TASK:
Only lines containing the string "image" belong in the answer; find them in the records and copy them.

[Dataset entries]

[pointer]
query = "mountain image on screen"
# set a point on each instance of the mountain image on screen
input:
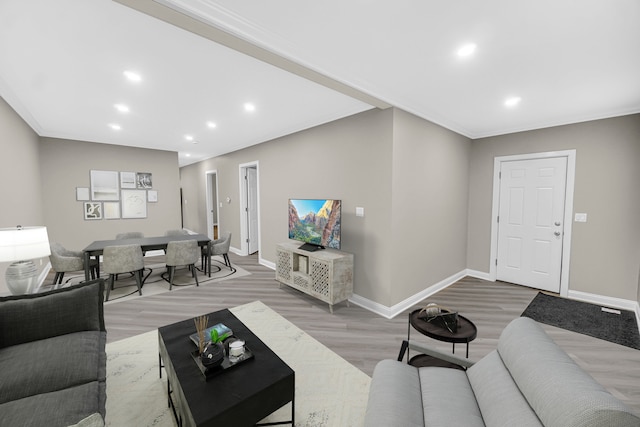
(315, 221)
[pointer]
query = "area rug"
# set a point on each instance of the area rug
(585, 318)
(329, 390)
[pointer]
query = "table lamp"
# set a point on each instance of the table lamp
(20, 246)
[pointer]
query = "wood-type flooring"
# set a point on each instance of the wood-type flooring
(364, 338)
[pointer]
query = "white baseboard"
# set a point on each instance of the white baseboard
(403, 306)
(479, 275)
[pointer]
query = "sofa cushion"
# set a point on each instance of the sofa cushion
(56, 409)
(447, 398)
(52, 364)
(394, 397)
(558, 390)
(74, 309)
(498, 396)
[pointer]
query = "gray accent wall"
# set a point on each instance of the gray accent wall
(605, 251)
(409, 175)
(20, 182)
(66, 164)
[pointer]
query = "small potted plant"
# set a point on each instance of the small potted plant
(213, 353)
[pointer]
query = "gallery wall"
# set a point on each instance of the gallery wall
(67, 165)
(605, 251)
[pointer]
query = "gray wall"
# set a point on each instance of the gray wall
(20, 188)
(409, 175)
(430, 189)
(67, 164)
(605, 251)
(349, 159)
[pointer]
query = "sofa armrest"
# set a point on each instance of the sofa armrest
(434, 352)
(32, 317)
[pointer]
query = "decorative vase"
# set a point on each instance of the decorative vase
(212, 355)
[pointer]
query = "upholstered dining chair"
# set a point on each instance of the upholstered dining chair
(182, 252)
(218, 247)
(122, 259)
(65, 261)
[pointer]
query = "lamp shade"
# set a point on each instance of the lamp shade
(23, 243)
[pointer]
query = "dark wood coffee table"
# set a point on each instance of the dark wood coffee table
(466, 333)
(242, 395)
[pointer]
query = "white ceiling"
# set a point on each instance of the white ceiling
(61, 65)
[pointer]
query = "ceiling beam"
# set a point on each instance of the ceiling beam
(220, 36)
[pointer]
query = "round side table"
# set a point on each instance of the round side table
(466, 332)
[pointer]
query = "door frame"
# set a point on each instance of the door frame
(244, 247)
(211, 202)
(568, 211)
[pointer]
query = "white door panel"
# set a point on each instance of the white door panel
(531, 212)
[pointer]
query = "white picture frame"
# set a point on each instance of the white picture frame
(127, 180)
(92, 210)
(82, 194)
(104, 185)
(111, 210)
(134, 204)
(144, 180)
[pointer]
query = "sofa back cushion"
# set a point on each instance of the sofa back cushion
(26, 318)
(558, 390)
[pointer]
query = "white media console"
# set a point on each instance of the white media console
(326, 274)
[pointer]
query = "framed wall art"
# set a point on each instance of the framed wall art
(134, 204)
(127, 180)
(144, 180)
(111, 210)
(82, 193)
(104, 185)
(92, 210)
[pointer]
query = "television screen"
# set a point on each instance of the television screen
(315, 222)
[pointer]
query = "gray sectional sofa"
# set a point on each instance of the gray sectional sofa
(52, 357)
(527, 381)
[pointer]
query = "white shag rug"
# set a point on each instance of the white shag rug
(329, 390)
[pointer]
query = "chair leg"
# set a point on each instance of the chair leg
(193, 272)
(138, 275)
(172, 271)
(109, 286)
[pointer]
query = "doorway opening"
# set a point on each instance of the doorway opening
(249, 208)
(213, 213)
(509, 248)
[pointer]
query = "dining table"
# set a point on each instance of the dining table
(96, 248)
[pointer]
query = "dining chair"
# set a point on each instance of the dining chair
(182, 252)
(218, 247)
(65, 261)
(123, 259)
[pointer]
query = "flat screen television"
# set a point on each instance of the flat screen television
(315, 222)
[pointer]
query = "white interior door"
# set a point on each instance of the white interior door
(252, 209)
(530, 222)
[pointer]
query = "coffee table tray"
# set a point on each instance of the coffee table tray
(224, 366)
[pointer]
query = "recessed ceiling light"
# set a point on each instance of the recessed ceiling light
(512, 101)
(132, 76)
(466, 50)
(122, 108)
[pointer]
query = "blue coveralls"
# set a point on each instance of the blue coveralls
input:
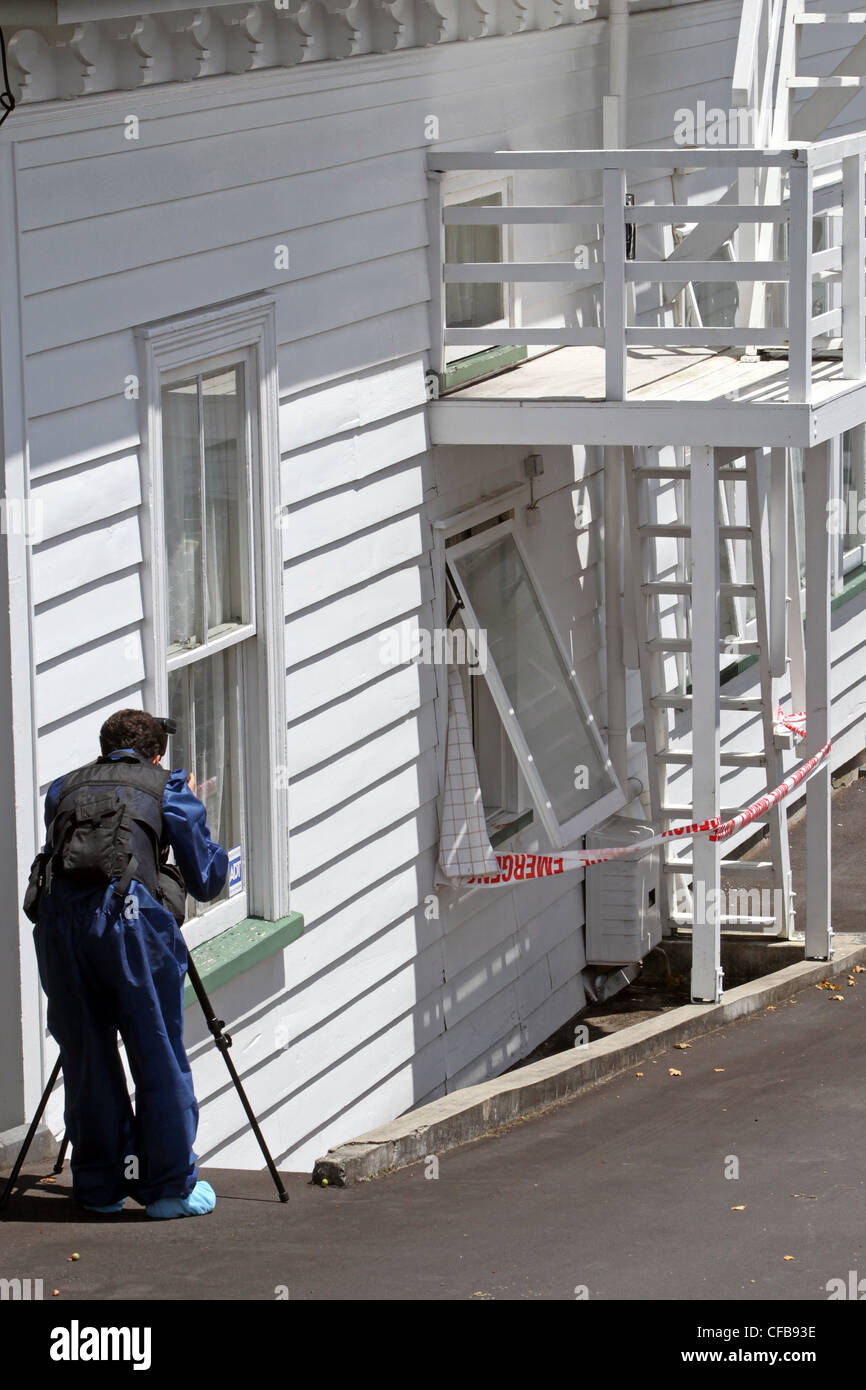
(107, 966)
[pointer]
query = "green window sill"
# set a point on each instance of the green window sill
(480, 364)
(498, 837)
(239, 948)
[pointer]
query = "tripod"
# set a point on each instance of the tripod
(223, 1041)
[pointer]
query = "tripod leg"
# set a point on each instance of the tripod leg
(224, 1043)
(28, 1139)
(63, 1153)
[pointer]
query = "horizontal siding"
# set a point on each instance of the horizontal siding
(96, 612)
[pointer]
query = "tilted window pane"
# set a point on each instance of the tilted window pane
(225, 496)
(182, 506)
(535, 677)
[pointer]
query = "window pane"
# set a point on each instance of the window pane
(225, 498)
(182, 492)
(535, 677)
(473, 306)
(205, 701)
(854, 488)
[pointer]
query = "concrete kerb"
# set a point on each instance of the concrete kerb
(478, 1109)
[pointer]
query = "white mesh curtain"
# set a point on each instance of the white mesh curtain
(464, 847)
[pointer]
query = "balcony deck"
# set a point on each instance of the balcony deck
(676, 395)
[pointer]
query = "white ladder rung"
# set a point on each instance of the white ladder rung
(722, 470)
(740, 702)
(854, 17)
(683, 919)
(684, 644)
(812, 84)
(683, 533)
(733, 868)
(729, 591)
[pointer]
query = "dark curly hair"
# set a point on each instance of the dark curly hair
(132, 729)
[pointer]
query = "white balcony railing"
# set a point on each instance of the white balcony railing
(615, 271)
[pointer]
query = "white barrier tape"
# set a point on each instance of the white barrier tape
(517, 868)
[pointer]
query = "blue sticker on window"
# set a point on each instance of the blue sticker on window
(235, 872)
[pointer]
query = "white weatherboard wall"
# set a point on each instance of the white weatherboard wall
(376, 1008)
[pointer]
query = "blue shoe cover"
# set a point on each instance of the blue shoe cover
(200, 1201)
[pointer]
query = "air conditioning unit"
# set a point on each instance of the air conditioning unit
(623, 922)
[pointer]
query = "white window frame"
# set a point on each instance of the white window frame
(612, 801)
(854, 558)
(463, 189)
(186, 346)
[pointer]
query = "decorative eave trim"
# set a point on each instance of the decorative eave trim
(124, 54)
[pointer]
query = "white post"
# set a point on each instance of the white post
(797, 651)
(854, 257)
(779, 563)
(819, 933)
(615, 284)
(435, 225)
(799, 285)
(706, 931)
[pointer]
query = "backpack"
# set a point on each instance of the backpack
(107, 827)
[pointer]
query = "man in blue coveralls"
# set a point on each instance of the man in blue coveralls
(116, 962)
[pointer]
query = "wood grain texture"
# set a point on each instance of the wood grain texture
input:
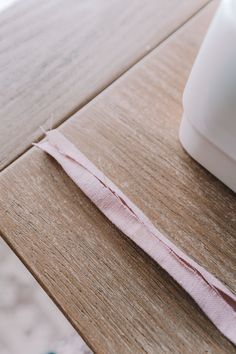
(114, 294)
(56, 55)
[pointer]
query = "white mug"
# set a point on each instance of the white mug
(208, 127)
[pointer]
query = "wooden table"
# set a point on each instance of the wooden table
(126, 63)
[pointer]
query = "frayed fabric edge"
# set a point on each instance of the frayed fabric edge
(218, 303)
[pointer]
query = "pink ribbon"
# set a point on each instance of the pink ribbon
(210, 294)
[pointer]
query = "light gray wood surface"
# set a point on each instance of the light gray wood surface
(114, 294)
(56, 55)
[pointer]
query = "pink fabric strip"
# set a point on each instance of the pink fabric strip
(211, 295)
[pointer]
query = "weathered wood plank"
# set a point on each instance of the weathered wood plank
(56, 55)
(116, 296)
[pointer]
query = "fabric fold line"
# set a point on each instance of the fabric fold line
(218, 303)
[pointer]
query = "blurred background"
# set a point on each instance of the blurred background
(30, 323)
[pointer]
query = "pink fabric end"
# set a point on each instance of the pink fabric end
(218, 303)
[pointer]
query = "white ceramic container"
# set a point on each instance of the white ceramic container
(208, 127)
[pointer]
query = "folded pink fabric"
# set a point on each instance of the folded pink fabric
(210, 294)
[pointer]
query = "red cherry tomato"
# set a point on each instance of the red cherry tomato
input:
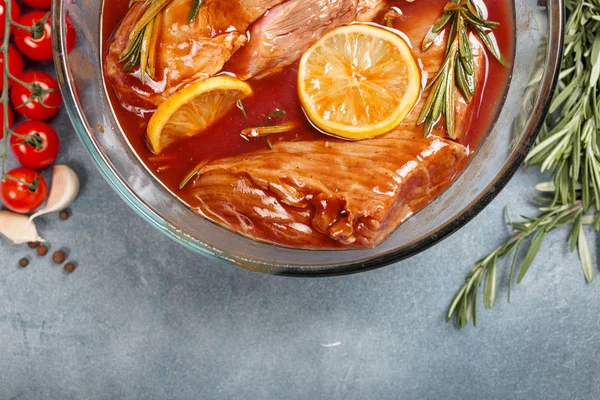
(37, 45)
(23, 190)
(34, 144)
(44, 4)
(10, 119)
(15, 65)
(15, 13)
(44, 94)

RESPONSE AREA:
query = "mountain image on screen"
# set a point on each instance of the mountain image on screen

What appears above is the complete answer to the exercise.